• What is being asked: Keeping every word in place, write out the entries that come next.

• Data to examine:
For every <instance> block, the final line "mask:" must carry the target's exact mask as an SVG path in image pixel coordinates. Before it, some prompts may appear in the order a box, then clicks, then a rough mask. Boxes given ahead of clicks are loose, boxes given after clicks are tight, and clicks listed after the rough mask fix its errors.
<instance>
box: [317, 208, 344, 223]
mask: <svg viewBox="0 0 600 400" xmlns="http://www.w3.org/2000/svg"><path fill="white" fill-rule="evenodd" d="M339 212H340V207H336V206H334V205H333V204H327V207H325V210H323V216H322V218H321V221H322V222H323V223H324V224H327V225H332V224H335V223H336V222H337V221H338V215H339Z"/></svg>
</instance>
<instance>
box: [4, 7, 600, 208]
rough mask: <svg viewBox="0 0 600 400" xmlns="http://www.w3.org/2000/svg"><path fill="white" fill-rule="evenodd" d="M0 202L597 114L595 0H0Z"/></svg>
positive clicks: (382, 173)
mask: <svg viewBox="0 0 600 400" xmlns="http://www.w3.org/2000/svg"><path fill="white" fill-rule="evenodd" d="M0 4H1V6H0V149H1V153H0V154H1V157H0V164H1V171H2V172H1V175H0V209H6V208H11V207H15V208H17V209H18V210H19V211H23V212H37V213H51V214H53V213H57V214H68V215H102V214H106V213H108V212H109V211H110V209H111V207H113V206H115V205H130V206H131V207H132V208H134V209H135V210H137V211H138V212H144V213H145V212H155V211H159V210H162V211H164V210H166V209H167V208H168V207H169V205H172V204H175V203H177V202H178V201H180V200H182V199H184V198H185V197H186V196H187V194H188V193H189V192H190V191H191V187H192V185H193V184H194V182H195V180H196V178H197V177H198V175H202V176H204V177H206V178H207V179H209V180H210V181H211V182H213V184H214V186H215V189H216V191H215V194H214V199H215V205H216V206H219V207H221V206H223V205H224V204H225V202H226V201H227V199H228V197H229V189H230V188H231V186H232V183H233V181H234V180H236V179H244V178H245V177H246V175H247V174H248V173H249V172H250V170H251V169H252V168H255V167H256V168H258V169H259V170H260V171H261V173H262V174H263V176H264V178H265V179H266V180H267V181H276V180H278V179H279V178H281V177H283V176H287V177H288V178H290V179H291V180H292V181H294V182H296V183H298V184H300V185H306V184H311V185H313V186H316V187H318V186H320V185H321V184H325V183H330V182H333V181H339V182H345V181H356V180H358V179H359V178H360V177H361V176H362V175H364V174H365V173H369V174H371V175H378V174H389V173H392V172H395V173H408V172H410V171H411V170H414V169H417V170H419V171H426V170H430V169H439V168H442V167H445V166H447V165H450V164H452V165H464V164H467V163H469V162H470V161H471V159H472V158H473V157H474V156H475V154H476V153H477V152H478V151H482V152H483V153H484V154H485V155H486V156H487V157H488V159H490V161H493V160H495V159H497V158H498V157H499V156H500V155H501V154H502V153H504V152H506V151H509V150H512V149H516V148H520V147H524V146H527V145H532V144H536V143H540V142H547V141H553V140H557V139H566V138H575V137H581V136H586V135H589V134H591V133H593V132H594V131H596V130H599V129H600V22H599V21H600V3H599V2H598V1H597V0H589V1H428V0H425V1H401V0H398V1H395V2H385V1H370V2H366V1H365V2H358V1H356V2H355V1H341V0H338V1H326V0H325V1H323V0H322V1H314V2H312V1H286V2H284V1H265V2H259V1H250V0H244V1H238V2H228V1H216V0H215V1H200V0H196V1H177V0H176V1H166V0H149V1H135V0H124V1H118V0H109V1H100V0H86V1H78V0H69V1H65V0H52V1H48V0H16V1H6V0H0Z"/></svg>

• Result of the exercise:
For every <instance> block, the final line "mask:" must carry the target's exact mask as an SVG path in image pixel coordinates. Before it, some prompts may appear in the order a box, then clicks, then a rough mask. Boxes given ahead of clicks are loose, boxes given after clicks are tight, and clicks listed after the rough mask fix its errors.
<instance>
box: [317, 208, 344, 223]
mask: <svg viewBox="0 0 600 400" xmlns="http://www.w3.org/2000/svg"><path fill="white" fill-rule="evenodd" d="M339 212H340V207H336V206H334V205H333V204H327V207H325V210H323V216H322V218H321V221H322V222H323V223H324V224H327V225H332V224H335V223H336V222H337V221H338V215H339Z"/></svg>
</instance>
<instance>
box: [4, 7, 600, 208]
rough mask: <svg viewBox="0 0 600 400" xmlns="http://www.w3.org/2000/svg"><path fill="white" fill-rule="evenodd" d="M0 202L597 114L595 0H0Z"/></svg>
positive clicks: (382, 173)
mask: <svg viewBox="0 0 600 400" xmlns="http://www.w3.org/2000/svg"><path fill="white" fill-rule="evenodd" d="M0 4H1V6H0V149H1V153H0V154H1V157H0V164H1V171H2V172H1V175H0V209H6V208H11V207H15V208H17V209H18V210H19V211H23V212H37V213H51V214H53V213H57V214H68V215H102V214H106V213H108V212H109V211H110V209H111V207H113V206H115V205H130V206H131V207H132V208H134V209H135V210H137V211H138V212H144V213H145V212H155V211H159V210H162V211H164V210H166V209H167V208H168V207H169V205H172V204H175V203H177V202H178V201H180V200H182V199H184V198H185V197H186V196H187V194H188V193H189V192H190V191H191V187H192V185H193V184H194V182H195V180H196V178H197V177H198V175H202V176H204V177H206V178H207V179H209V180H210V181H211V182H213V184H214V186H215V189H216V191H215V194H214V199H215V205H216V206H219V207H221V206H223V205H224V204H225V202H226V201H227V199H228V197H229V189H230V188H231V186H232V183H233V181H234V180H236V179H244V178H245V177H246V175H247V174H248V173H249V172H250V170H251V169H252V168H255V167H256V168H258V169H259V170H260V171H261V173H262V174H263V176H264V178H265V179H266V180H267V181H276V180H278V179H279V178H281V177H283V176H287V177H288V178H290V179H291V180H292V181H294V182H296V183H298V184H300V185H306V184H311V185H313V186H316V187H318V186H320V185H321V184H325V183H330V182H333V181H339V182H345V181H356V180H358V179H359V178H360V177H361V176H362V175H364V174H365V173H369V174H371V175H378V174H389V173H392V172H395V173H408V172H410V171H411V170H414V169H417V170H419V171H426V170H430V169H439V168H442V167H445V166H447V165H450V164H452V165H464V164H467V163H469V162H470V161H471V159H472V158H473V157H474V156H475V154H476V153H477V152H478V151H482V152H483V153H484V154H485V155H486V156H487V157H488V159H490V161H493V160H495V159H497V158H498V157H499V156H500V155H501V154H502V153H504V152H506V151H509V150H512V149H516V148H520V147H524V146H527V145H532V144H536V143H540V142H547V141H553V140H557V139H566V138H575V137H581V136H586V135H589V134H591V133H593V132H594V131H596V130H599V129H600V22H599V21H600V3H599V2H598V1H597V0H589V1H428V0H425V1H401V0H398V1H395V2H385V1H370V2H366V1H365V2H358V1H356V2H355V1H341V0H338V1H326V0H325V1H323V0H322V1H314V2H312V1H286V2H284V1H265V2H259V1H250V0H244V1H238V2H228V1H216V0H215V1H200V0H196V1H177V0H176V1H166V0H149V1H135V0H124V1H118V0H109V1H100V0H86V1H78V0H69V1H65V0H52V1H48V0H16V1H6V0H0Z"/></svg>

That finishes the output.